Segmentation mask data

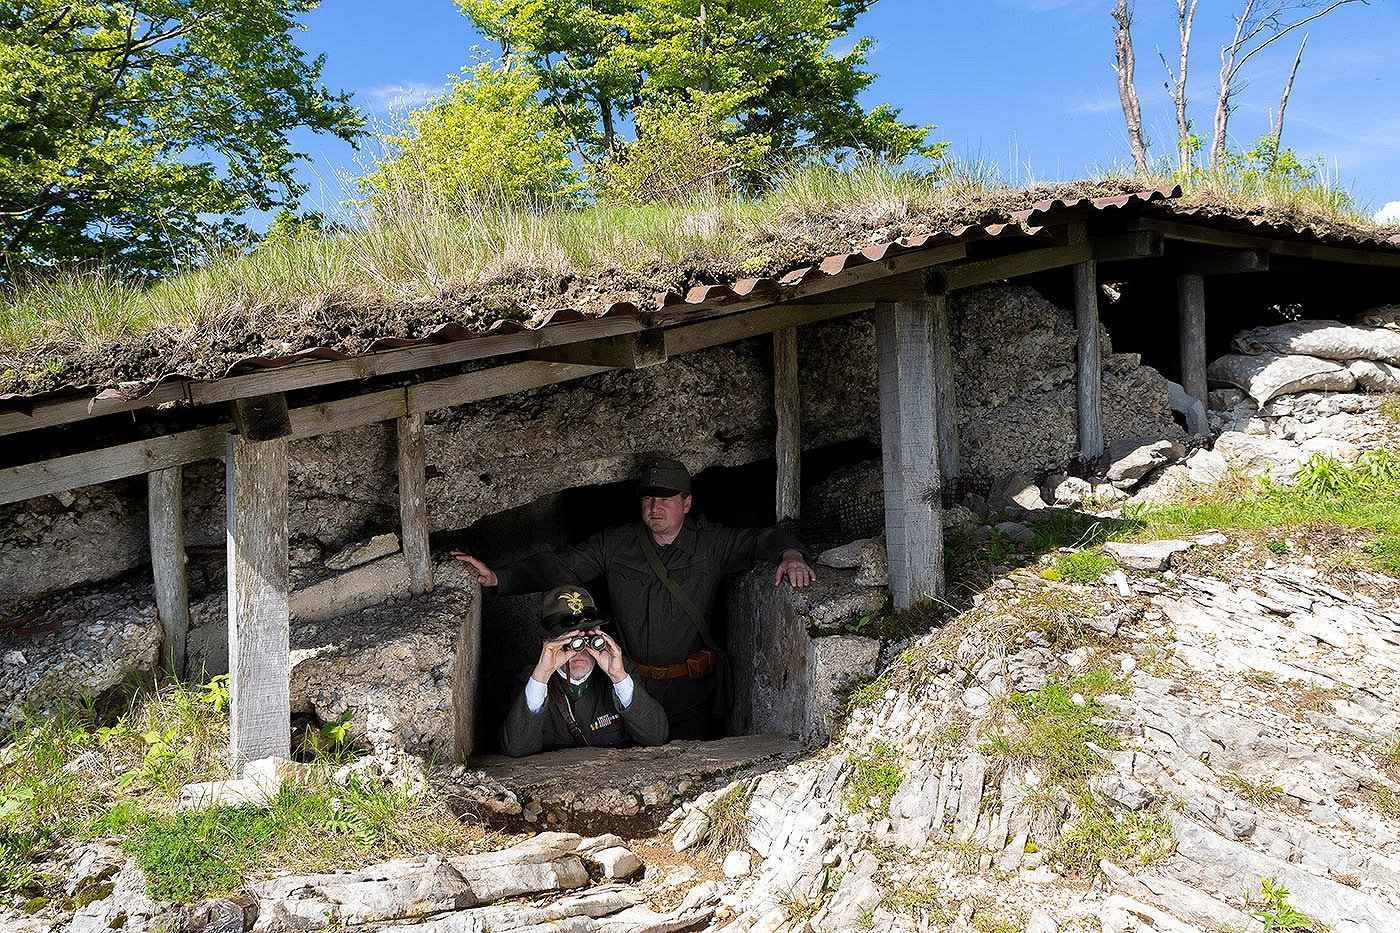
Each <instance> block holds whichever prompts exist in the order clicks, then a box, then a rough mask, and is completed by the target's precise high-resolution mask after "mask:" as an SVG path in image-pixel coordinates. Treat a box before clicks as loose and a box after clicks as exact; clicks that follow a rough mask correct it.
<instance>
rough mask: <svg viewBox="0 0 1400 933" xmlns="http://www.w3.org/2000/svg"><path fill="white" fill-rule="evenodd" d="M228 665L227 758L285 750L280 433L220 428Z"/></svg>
mask: <svg viewBox="0 0 1400 933" xmlns="http://www.w3.org/2000/svg"><path fill="white" fill-rule="evenodd" d="M225 462H227V478H228V483H227V509H228V514H227V521H228V532H227V537H228V672H230V724H228V728H230V744H231V754H232V763H234V766H235V769H241V768H242V765H244V763H245V762H248V761H253V759H258V758H266V756H269V755H280V756H284V758H286V756H288V755H290V754H291V696H290V677H291V664H290V649H288V616H287V591H288V580H287V569H288V566H287V565H288V559H287V531H288V530H287V440H286V438H277V440H269V441H249V440H246V438H244V437H241V436H238V434H230V436H228V450H227V458H225Z"/></svg>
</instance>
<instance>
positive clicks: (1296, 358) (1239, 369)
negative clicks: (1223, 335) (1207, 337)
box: [1205, 353, 1357, 405]
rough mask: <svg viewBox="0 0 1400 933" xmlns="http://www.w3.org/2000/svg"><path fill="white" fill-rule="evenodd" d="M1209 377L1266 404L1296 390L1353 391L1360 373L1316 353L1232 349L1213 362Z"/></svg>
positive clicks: (1206, 375) (1205, 373)
mask: <svg viewBox="0 0 1400 933" xmlns="http://www.w3.org/2000/svg"><path fill="white" fill-rule="evenodd" d="M1205 377H1207V378H1208V380H1210V381H1211V382H1215V384H1219V385H1233V387H1236V388H1242V389H1245V391H1246V392H1249V394H1250V396H1252V398H1253V399H1254V401H1256V402H1259V403H1260V405H1264V403H1267V402H1268V399H1271V398H1274V396H1278V395H1289V394H1292V392H1350V391H1351V389H1354V388H1357V377H1355V375H1352V374H1351V370H1348V368H1347V367H1345V366H1343V364H1340V363H1334V361H1331V360H1319V359H1317V357H1315V356H1298V354H1288V356H1285V354H1282V353H1260V354H1259V356H1243V354H1240V353H1231V354H1229V356H1222V357H1221V359H1218V360H1215V361H1214V363H1211V364H1210V367H1208V368H1207V370H1205Z"/></svg>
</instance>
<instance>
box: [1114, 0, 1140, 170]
mask: <svg viewBox="0 0 1400 933" xmlns="http://www.w3.org/2000/svg"><path fill="white" fill-rule="evenodd" d="M1112 15H1113V24H1114V28H1113V46H1114V50H1116V52H1117V57H1116V62H1114V64H1113V70H1114V71H1116V73H1117V76H1119V99H1120V101H1121V102H1123V119H1126V120H1127V123H1128V144H1130V146H1131V147H1133V168H1134V171H1135V172H1137V174H1138V177H1145V175H1147V140H1144V139H1142V108H1140V106H1138V99H1137V88H1135V87H1133V67H1134V63H1133V34H1131V31H1130V27H1131V25H1133V10H1131V8H1130V7H1128V0H1119V1H1117V6H1116V7H1113V13H1112Z"/></svg>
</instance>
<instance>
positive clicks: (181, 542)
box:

WHAT IS REQUIRED — Copy all the lines above word for word, leaving out any pictures.

TASK ANSWER —
Each <instance> block holds whichever prompts exist in the order clicks, then a box, then a rough mask, and is completed by the target's precise high-resolution mask after "mask:" as an SVG path in image-pixel coordinates. Treat a box before clicks as loose and a box after clicks as exact; clicks that follow a rough mask correct it.
<instance>
rough mask: <svg viewBox="0 0 1400 933" xmlns="http://www.w3.org/2000/svg"><path fill="white" fill-rule="evenodd" d="M228 665L227 758L285 750L280 433L220 428Z"/></svg>
mask: <svg viewBox="0 0 1400 933" xmlns="http://www.w3.org/2000/svg"><path fill="white" fill-rule="evenodd" d="M225 462H227V478H228V483H227V509H228V514H227V521H228V532H227V537H228V672H230V724H228V728H230V744H231V754H232V763H234V766H235V769H241V768H242V765H244V763H245V762H248V761H253V759H258V758H266V756H269V755H280V756H284V758H286V756H288V755H290V754H291V696H290V677H291V664H290V649H288V616H287V591H288V580H287V569H288V566H287V565H288V559H287V531H288V530H287V440H286V438H277V440H269V441H249V440H246V438H244V437H241V436H238V434H230V436H228V450H227V458H225Z"/></svg>
</instance>
<instance>
positive clicks: (1296, 358) (1239, 369)
negative clicks: (1223, 335) (1207, 337)
box: [1205, 353, 1357, 405]
rough mask: <svg viewBox="0 0 1400 933" xmlns="http://www.w3.org/2000/svg"><path fill="white" fill-rule="evenodd" d="M1209 377L1266 404L1296 390L1353 391L1360 373L1316 353L1232 349L1213 362Z"/></svg>
positive clicks: (1206, 375) (1205, 373)
mask: <svg viewBox="0 0 1400 933" xmlns="http://www.w3.org/2000/svg"><path fill="white" fill-rule="evenodd" d="M1205 377H1207V378H1208V380H1210V381H1211V382H1215V384H1219V385H1233V387H1236V388H1242V389H1245V391H1246V392H1249V394H1250V396H1252V398H1253V399H1254V401H1256V402H1259V403H1260V405H1264V403H1267V402H1268V399H1271V398H1274V396H1278V395H1289V394H1292V392H1350V391H1351V389H1354V388H1357V377H1355V375H1352V374H1351V370H1348V368H1347V367H1345V366H1343V364H1340V363H1334V361H1331V360H1319V359H1317V357H1315V356H1298V354H1288V356H1285V354H1282V353H1260V354H1259V356H1243V354H1240V353H1231V354H1229V356H1222V357H1221V359H1218V360H1215V361H1214V363H1211V364H1210V367H1208V368H1207V370H1205Z"/></svg>
</instance>
<instance>
box: [1114, 0, 1140, 170]
mask: <svg viewBox="0 0 1400 933" xmlns="http://www.w3.org/2000/svg"><path fill="white" fill-rule="evenodd" d="M1112 15H1113V24H1114V28H1113V46H1114V50H1116V52H1117V57H1116V62H1114V64H1113V70H1114V71H1116V73H1117V76H1119V99H1120V101H1121V102H1123V119H1126V120H1127V123H1128V144H1130V146H1131V147H1133V168H1134V171H1135V172H1137V174H1138V177H1145V175H1147V140H1144V139H1142V108H1140V106H1138V99H1137V88H1135V87H1133V67H1134V63H1133V34H1131V31H1130V27H1131V25H1133V10H1131V8H1130V7H1128V0H1119V1H1117V6H1116V7H1113V13H1112Z"/></svg>
</instance>
<instance>
positive clicks: (181, 542)
box:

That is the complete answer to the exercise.